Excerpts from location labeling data
────────
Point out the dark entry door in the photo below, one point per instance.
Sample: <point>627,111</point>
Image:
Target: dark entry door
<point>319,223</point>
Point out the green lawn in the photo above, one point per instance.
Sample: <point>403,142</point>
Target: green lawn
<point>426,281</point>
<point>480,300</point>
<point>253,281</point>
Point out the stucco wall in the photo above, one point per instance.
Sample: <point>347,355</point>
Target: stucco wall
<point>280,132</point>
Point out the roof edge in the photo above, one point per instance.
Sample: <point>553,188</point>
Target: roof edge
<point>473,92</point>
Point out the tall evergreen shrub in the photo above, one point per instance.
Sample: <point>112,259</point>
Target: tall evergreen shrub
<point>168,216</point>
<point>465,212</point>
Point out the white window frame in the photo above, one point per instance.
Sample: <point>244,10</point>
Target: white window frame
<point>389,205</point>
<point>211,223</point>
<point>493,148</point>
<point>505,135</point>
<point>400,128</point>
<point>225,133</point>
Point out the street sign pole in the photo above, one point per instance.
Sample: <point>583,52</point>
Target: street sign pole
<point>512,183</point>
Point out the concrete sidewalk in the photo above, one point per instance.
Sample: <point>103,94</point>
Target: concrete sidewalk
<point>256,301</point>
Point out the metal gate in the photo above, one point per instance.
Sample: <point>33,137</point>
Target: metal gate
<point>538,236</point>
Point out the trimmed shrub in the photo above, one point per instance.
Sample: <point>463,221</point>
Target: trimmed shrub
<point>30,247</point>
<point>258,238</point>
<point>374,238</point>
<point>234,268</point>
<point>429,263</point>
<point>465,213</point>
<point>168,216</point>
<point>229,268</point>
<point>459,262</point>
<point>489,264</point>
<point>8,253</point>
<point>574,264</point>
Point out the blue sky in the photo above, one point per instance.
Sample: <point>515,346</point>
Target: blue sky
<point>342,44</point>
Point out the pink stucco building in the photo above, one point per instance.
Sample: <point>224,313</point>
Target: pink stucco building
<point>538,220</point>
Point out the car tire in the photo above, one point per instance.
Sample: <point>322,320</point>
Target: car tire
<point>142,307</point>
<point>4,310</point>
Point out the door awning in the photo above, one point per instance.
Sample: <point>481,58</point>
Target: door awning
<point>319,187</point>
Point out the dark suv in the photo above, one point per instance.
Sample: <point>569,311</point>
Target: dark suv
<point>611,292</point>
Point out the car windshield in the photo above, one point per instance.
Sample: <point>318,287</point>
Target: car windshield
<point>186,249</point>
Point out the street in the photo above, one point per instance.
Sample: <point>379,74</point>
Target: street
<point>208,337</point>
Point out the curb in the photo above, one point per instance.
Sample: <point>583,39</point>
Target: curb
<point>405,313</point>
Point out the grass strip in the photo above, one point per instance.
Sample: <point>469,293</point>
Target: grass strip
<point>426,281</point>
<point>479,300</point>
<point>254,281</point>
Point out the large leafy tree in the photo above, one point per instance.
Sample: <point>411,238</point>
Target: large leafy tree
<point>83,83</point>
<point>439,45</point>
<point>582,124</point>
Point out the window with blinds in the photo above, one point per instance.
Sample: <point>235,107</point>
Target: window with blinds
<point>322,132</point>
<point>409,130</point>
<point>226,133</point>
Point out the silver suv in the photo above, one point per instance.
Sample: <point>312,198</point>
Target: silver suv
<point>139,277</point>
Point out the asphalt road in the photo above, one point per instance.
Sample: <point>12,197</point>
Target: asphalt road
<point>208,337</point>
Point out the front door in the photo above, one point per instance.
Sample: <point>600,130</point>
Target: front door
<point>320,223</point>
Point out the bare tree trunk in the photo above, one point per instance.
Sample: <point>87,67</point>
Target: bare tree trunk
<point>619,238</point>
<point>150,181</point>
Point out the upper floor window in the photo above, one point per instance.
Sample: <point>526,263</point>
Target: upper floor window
────────
SET TASK. Present every line of the items above as a Markdown table with two columns, "Row" for a sequential number and "Line" for the text of that line, omitting any blank lines.

RESPONSE TO THE EXERCISE.
| Row | Line |
|---|---|
| 1 | Point out the dark entry door in the photo below, one point per instance. |
| 2 | Sample: <point>627,111</point> |
| 3 | Image: |
| 4 | Target: dark entry door |
| 5 | <point>319,223</point> |
| 6 | Point out the green lawn in the photo above, one point per instance. |
| 7 | Sample: <point>403,142</point> |
| 8 | Target: green lawn |
| 9 | <point>426,281</point> |
| 10 | <point>480,300</point> |
| 11 | <point>253,281</point> |
| 12 | Point out the stucco wall in the photo above, one point per instance. |
| 13 | Sample: <point>347,355</point> |
| 14 | Target: stucco wall |
| 15 | <point>280,132</point> |
| 16 | Point out the roof edge in the photo above, one point per instance. |
| 17 | Sample: <point>553,188</point> |
| 18 | Target: roof edge |
| 19 | <point>473,92</point> |
| 20 | Point out the tall evergreen shrub in the photo above, one point per instance. |
| 21 | Sample: <point>112,259</point> |
| 22 | Target: tall evergreen shrub |
| 23 | <point>168,216</point> |
| 24 | <point>465,212</point> |
| 25 | Point out the white window frame in the photo above, one point per instance. |
| 26 | Sample: <point>244,10</point> |
| 27 | Target: white window frame |
| 28 | <point>389,205</point> |
| 29 | <point>211,223</point> |
| 30 | <point>493,148</point> |
| 31 | <point>505,135</point> |
| 32 | <point>400,128</point> |
| 33 | <point>225,133</point> |
| 34 | Point out the street sign pole in the photo above, one point per instance. |
| 35 | Sample: <point>583,52</point> |
| 36 | Target: street sign pole |
| 37 | <point>512,183</point> |
| 38 | Point out the concrete sidewalk in the photo above, one point per instance. |
| 39 | Sample: <point>103,94</point> |
| 40 | Target: concrete sidewalk |
| 41 | <point>256,301</point> |
| 42 | Point out the metal gate in the photo above, one point per instance. |
| 43 | Sample: <point>33,137</point> |
| 44 | Target: metal gate |
| 45 | <point>538,236</point> |
| 46 | Point out the trimmed shrub in the photo above, one point per instance. |
| 47 | Sample: <point>463,221</point> |
| 48 | Target: trimmed shrub |
| 49 | <point>30,247</point> |
| 50 | <point>258,238</point> |
| 51 | <point>374,238</point> |
| 52 | <point>234,268</point> |
| 53 | <point>429,263</point> |
| 54 | <point>465,213</point> |
| 55 | <point>168,216</point> |
| 56 | <point>229,268</point> |
| 57 | <point>459,262</point> |
| 58 | <point>489,264</point> |
| 59 | <point>8,253</point> |
| 60 | <point>574,264</point> |
| 61 | Point out the blue sky in the photo above, one point per instance. |
| 62 | Sample: <point>515,346</point> |
| 63 | Target: blue sky |
| 64 | <point>342,44</point> |
| 65 | Point out the pink stucco building in the photo above, one point per instance. |
| 66 | Sample: <point>224,313</point> |
| 67 | Target: pink stucco building |
| 68 | <point>538,220</point> |
| 69 | Point out the car tire in the photo above, one point per instance. |
| 70 | Sample: <point>322,320</point> |
| 71 | Target: car tire |
| 72 | <point>142,307</point> |
| 73 | <point>4,310</point> |
| 74 | Point out the door awning in the photo above, one point per instance. |
| 75 | Sample: <point>481,58</point> |
| 76 | Target: door awning |
| 77 | <point>319,187</point> |
| 78 | Point out the dark suv in the photo above, one point per instance. |
| 79 | Sample: <point>569,311</point> |
| 80 | Target: dark suv |
| 81 | <point>611,292</point> |
| 82 | Point out the car windshield in the photo above, one point per instance. |
| 83 | Sample: <point>318,287</point> |
| 84 | Target: car windshield |
| 85 | <point>186,249</point> |
| 86 | Point out the street in the photo above, one point per instance. |
| 87 | Sample: <point>379,74</point> |
| 88 | Target: street |
| 89 | <point>208,337</point> |
| 90 | Point out the curb in the photo above, one point per instance. |
| 91 | Sample: <point>583,39</point> |
| 92 | Target: curb |
| 93 | <point>405,313</point> |
| 94 | Point out the grass strip in the photo above, one point per instance. |
| 95 | Sample: <point>469,293</point> |
| 96 | Target: grass strip |
| 97 | <point>426,281</point> |
| 98 | <point>479,300</point> |
| 99 | <point>254,281</point> |
| 100 | Point out the large leafy tree in the photo above, one point per instance. |
| 101 | Sample: <point>411,238</point> |
| 102 | Target: large leafy tree |
| 103 | <point>83,83</point> |
| 104 | <point>439,45</point> |
| 105 | <point>582,124</point> |
| 106 | Point out the window with blinds in the photo above, one point per instance. |
| 107 | Sample: <point>235,107</point> |
| 108 | Target: window with blinds |
| 109 | <point>322,132</point> |
| 110 | <point>409,130</point> |
| 111 | <point>226,133</point> |
| 112 | Point out the silver suv in the photo above, one point per instance. |
| 113 | Sample: <point>312,198</point> |
| 114 | Target: silver suv |
| 115 | <point>139,277</point> |
| 116 | Point out the asphalt road in the photo above, one point per instance. |
| 117 | Sample: <point>12,197</point> |
| 118 | Target: asphalt road |
| 119 | <point>208,337</point> |
| 120 | Point out the front door in the photo above, one point per instance. |
| 121 | Sample: <point>600,130</point> |
| 122 | Target: front door |
| 123 | <point>320,223</point> |
| 124 | Point out the bare tree trunk in the photo above, one point per instance. |
| 125 | Sample: <point>87,67</point> |
| 126 | Target: bare tree trunk |
| 127 | <point>619,238</point> |
| 128 | <point>150,181</point> |
| 129 | Point out the upper floor window in the photo above, one point per instance. |
| 130 | Sample: <point>526,263</point> |
| 131 | Target: upper floor window |